____ DATA FOR PROCESSING

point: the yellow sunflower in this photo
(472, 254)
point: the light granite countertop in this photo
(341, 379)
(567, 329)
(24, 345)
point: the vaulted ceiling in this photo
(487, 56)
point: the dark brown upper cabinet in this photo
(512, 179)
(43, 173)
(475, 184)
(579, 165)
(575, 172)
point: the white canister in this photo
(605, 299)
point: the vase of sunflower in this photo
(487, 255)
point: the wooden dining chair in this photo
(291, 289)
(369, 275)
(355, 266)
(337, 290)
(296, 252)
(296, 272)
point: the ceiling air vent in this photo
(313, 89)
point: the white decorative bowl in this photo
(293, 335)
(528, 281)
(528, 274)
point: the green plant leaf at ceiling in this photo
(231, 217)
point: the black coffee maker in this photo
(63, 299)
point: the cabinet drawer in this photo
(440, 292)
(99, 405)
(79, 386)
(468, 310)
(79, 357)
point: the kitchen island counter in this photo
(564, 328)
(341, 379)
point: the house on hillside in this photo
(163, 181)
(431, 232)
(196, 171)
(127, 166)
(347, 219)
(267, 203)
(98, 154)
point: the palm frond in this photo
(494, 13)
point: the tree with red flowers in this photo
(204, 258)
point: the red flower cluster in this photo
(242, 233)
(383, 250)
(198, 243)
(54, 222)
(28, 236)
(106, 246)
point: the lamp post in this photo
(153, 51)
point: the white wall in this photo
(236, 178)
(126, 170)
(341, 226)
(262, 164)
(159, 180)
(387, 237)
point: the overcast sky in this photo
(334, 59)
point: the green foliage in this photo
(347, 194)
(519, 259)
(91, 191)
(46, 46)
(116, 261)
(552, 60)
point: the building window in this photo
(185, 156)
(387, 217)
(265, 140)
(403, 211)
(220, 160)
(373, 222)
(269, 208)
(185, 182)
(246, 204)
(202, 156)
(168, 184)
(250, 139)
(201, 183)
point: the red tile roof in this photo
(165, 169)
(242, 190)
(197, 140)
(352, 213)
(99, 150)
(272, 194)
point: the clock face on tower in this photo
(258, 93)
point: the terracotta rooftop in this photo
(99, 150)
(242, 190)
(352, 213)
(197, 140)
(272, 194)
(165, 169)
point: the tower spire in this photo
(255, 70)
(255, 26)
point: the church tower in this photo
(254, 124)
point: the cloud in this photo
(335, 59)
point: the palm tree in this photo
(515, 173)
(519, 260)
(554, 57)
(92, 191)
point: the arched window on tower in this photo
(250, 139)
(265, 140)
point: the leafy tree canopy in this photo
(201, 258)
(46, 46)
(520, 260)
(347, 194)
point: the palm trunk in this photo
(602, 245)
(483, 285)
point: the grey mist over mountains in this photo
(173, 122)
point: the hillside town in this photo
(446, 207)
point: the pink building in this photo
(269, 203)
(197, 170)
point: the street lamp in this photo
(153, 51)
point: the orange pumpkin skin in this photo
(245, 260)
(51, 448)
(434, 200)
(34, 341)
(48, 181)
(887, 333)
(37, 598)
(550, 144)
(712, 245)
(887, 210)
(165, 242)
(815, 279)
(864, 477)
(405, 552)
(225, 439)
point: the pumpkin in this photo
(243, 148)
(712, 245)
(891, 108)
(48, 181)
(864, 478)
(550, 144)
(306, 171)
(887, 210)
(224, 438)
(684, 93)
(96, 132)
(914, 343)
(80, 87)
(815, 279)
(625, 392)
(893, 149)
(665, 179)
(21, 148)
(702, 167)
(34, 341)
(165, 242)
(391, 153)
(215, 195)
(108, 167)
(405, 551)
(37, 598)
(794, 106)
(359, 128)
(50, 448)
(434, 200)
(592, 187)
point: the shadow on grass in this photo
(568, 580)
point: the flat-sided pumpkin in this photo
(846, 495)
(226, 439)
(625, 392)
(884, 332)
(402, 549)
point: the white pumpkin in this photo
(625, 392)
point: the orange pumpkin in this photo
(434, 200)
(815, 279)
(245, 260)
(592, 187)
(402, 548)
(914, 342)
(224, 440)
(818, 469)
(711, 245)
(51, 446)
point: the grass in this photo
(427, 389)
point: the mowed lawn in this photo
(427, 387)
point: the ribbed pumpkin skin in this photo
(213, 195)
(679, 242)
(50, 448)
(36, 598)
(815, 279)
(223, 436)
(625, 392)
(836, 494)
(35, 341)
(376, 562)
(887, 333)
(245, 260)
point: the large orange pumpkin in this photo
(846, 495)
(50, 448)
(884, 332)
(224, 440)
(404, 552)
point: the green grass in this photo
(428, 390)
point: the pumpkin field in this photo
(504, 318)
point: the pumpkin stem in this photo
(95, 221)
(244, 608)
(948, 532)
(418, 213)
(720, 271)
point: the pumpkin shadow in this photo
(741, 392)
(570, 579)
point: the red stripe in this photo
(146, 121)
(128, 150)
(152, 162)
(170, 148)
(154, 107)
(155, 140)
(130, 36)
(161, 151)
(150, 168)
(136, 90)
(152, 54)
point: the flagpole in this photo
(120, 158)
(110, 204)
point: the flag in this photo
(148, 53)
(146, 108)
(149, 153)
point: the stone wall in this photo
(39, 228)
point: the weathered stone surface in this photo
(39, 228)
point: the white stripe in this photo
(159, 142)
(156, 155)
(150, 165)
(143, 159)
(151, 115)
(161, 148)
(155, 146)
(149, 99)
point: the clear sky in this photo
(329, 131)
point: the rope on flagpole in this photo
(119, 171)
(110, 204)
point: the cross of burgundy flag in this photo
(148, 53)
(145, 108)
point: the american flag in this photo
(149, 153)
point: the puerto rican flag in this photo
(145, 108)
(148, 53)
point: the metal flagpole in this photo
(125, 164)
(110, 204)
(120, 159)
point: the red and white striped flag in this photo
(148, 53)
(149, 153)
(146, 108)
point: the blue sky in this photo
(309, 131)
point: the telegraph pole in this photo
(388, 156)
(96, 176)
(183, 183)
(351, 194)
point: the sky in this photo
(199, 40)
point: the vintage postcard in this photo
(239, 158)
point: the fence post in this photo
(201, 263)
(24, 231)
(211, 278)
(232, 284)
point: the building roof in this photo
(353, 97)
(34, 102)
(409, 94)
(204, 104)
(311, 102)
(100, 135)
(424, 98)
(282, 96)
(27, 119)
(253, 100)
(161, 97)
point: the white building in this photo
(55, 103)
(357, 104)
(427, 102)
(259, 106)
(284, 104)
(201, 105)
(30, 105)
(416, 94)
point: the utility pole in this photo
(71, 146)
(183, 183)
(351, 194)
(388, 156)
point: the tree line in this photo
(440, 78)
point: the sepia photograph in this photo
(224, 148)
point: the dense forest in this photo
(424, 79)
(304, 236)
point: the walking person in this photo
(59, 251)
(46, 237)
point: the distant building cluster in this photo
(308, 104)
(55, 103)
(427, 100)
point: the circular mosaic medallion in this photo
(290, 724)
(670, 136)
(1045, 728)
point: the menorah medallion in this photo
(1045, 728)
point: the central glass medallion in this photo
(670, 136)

________

ACTIVITY: Would you reproduce the whole listing exactly as it stands?

SOLUTION TO THIS TASK:
point: the yellow sunflower in this photo
(472, 254)
point: the light granite countertop in this photo
(341, 379)
(567, 329)
(24, 345)
point: the vaulted ceiling in this photo
(487, 56)
point: the dark brown upper cabinet in this photo
(512, 179)
(43, 173)
(475, 184)
(579, 165)
(575, 172)
point: the white canister in this photo
(605, 299)
point: the vase of sunflower in this photo
(487, 255)
point: the wooden dining chair in this photo
(291, 289)
(369, 275)
(355, 266)
(337, 290)
(296, 252)
(296, 272)
point: the ceiling air vent in this photo
(313, 89)
point: the white decorative bowl in this photo
(293, 335)
(528, 281)
(528, 274)
point: the green plant leaf at ceiling in this photo
(231, 217)
point: the black coffee maker in this photo
(63, 299)
point: the cabinet drawer in this photo
(440, 292)
(99, 405)
(79, 386)
(468, 310)
(79, 357)
point: the kitchen island counter in this photo
(564, 328)
(341, 379)
point: the house on hillside in this photo
(163, 181)
(431, 232)
(196, 171)
(127, 166)
(347, 219)
(267, 203)
(98, 154)
point: the palm frond in this photo
(494, 13)
point: the tree with red flowers in this photo
(204, 258)
point: the red flower cluster in this photo
(242, 233)
(383, 250)
(198, 243)
(54, 222)
(28, 236)
(106, 246)
point: the lamp post in this photo
(153, 51)
point: the white wall in this photo
(236, 178)
(126, 170)
(341, 226)
(262, 164)
(159, 180)
(387, 237)
point: the overcast sky in this photo
(334, 59)
point: the green foliage in this photo
(347, 194)
(519, 259)
(91, 191)
(46, 46)
(116, 261)
(552, 60)
point: the building window in this photo
(185, 156)
(387, 217)
(265, 140)
(403, 211)
(220, 160)
(373, 222)
(269, 208)
(185, 182)
(246, 204)
(202, 156)
(168, 184)
(250, 139)
(201, 183)
point: the red tile roof in this photo
(165, 169)
(242, 190)
(197, 140)
(352, 213)
(99, 150)
(272, 194)
point: the clock face on tower in this photo
(258, 93)
point: the terracotta rooftop in this photo
(99, 150)
(242, 190)
(352, 213)
(197, 140)
(272, 194)
(165, 169)
point: the tower spire in this photo
(255, 70)
(255, 26)
point: the church tower in this photo
(254, 124)
point: the cloud in this photo
(335, 59)
point: the palm tree in this photo
(515, 173)
(519, 260)
(554, 57)
(92, 191)
point: the arched window on tower in this photo
(250, 139)
(265, 140)
point: the leafy tree canopy in this photo
(201, 258)
(46, 46)
(520, 260)
(347, 194)
point: the palm trunk in this photo
(602, 245)
(483, 285)
point: the grey mist over mountains in this photo
(173, 122)
point: the hillside town in this photo
(446, 207)
point: the pink building in this photo
(269, 203)
(197, 170)
point: the street lamp in this photo
(153, 51)
point: the orange pumpkin skin in this photo
(245, 260)
(51, 448)
(434, 200)
(34, 341)
(48, 181)
(887, 333)
(37, 598)
(550, 144)
(712, 245)
(887, 210)
(165, 242)
(815, 279)
(864, 477)
(405, 552)
(225, 439)
point: the pumpkin in this photo
(243, 148)
(712, 245)
(891, 108)
(48, 181)
(864, 478)
(550, 144)
(306, 171)
(887, 210)
(224, 438)
(684, 93)
(96, 132)
(914, 343)
(80, 87)
(815, 279)
(625, 392)
(893, 149)
(665, 179)
(21, 148)
(702, 167)
(34, 341)
(165, 242)
(391, 153)
(215, 195)
(108, 167)
(405, 551)
(37, 598)
(794, 106)
(359, 128)
(50, 448)
(434, 200)
(592, 187)
point: the shadow on grass in this photo
(568, 580)
point: the flat-sided pumpkin in this photo
(846, 495)
(226, 439)
(625, 392)
(884, 332)
(402, 549)
point: the white pumpkin in this photo
(625, 392)
point: the orange pumpkin in this photo
(434, 200)
(815, 279)
(245, 260)
(592, 187)
(402, 548)
(914, 342)
(224, 440)
(818, 469)
(711, 245)
(51, 446)
point: the grass in this photo
(427, 389)
point: the mowed lawn in this photo
(427, 387)
point: the ribbed pumpkin skin in this photo
(213, 195)
(679, 242)
(50, 448)
(36, 598)
(815, 279)
(223, 436)
(625, 392)
(836, 494)
(35, 341)
(376, 562)
(887, 333)
(245, 260)
point: the large orange pumpkin in this photo
(846, 495)
(50, 448)
(884, 332)
(224, 440)
(404, 552)
point: the green grass in this photo
(428, 390)
point: the pumpkin field in this photo
(504, 318)
point: the pumpkin stem in this photo
(95, 221)
(244, 608)
(948, 532)
(418, 213)
(720, 271)
point: the pumpkin shadow in this photo
(741, 392)
(570, 579)
point: the red stripe in this photo
(146, 121)
(128, 150)
(152, 162)
(170, 148)
(154, 107)
(155, 140)
(130, 36)
(161, 151)
(150, 168)
(136, 90)
(152, 54)
point: the flagpole in this photo
(120, 158)
(110, 204)
point: the flag in this photo
(148, 53)
(146, 108)
(149, 153)
point: the stone wall in this photo
(39, 228)
point: the weathered stone surface in this photo
(39, 228)
point: the white stripe in this photo
(159, 142)
(156, 155)
(150, 165)
(143, 159)
(151, 115)
(161, 148)
(155, 146)
(149, 99)
point: the clear sky in this photo
(329, 131)
point: the rope on flagpole in this photo
(119, 171)
(110, 204)
point: the cross of burgundy flag in this photo
(148, 53)
(145, 108)
point: the american flag in this photo
(149, 153)
point: the puerto rican flag in this photo
(145, 108)
(148, 53)
point: the metal flagpole in this photo
(125, 164)
(110, 204)
(120, 159)
point: the red and white striped flag in this photo
(148, 53)
(149, 153)
(146, 108)
point: the blue sky in this photo
(309, 131)
point: the telegraph pole in this photo
(388, 156)
(96, 176)
(183, 183)
(351, 194)
point: the sky in this photo
(199, 40)
point: the vintage postcard in this photo
(239, 158)
point: the fence post in this photo
(201, 263)
(24, 231)
(211, 278)
(232, 284)
point: the building roof in this photo
(353, 97)
(34, 102)
(409, 94)
(204, 104)
(311, 102)
(100, 135)
(424, 98)
(282, 96)
(27, 119)
(253, 100)
(161, 97)
point: the white building in this photo
(55, 103)
(357, 104)
(427, 102)
(259, 106)
(284, 104)
(201, 105)
(30, 105)
(416, 94)
point: the utility pole in this photo
(71, 146)
(183, 183)
(351, 194)
(388, 156)
point: the tree line in this photo
(440, 78)
point: the sepia photograph in this photo
(224, 148)
point: the dense forest in this photo
(424, 79)
(304, 236)
point: the walking person in this photo
(59, 251)
(46, 237)
point: the distant building cluster in this photo
(308, 104)
(55, 103)
(427, 100)
point: the circular mosaic medallion in this photo
(290, 724)
(670, 136)
(1045, 728)
point: the menorah medallion in this photo
(1045, 728)
point: the central glass medallion in this photo
(670, 136)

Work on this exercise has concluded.